**Records for this task:**
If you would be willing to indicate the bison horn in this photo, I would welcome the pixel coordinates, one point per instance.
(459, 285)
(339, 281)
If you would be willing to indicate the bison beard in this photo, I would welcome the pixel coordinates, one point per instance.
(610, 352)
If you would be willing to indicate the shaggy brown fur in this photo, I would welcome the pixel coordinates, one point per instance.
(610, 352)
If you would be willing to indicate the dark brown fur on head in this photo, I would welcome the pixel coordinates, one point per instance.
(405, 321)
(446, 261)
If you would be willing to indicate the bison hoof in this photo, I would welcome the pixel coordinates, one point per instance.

**Job:** Can you give every line of the records above as a JSON list of strings, one string per line, with blank lines left out?

**Exercise output:**
[
  "If you would be willing to indicate the bison horn in this photo, I would welcome the pixel coordinates, one point per instance.",
  "(459, 285)",
  "(339, 281)",
  "If you would be willing to indicate the bison beard in this photo, I would welcome the pixel coordinates, one point per instance.",
  "(610, 352)",
  "If you would be willing to indicate the shaggy brown fur in this photo, I would welcome the pixel coordinates, one point per instance.",
  "(610, 352)",
  "If you would be willing to indicate the dark brown fur on head in this photo, I would welcome the pixel coordinates, one point per instance.",
  "(405, 321)",
  "(446, 261)",
  "If you would be willing to indicate the bison hoof in this photo, I would welcome the pixel coordinates, one point per instance."
]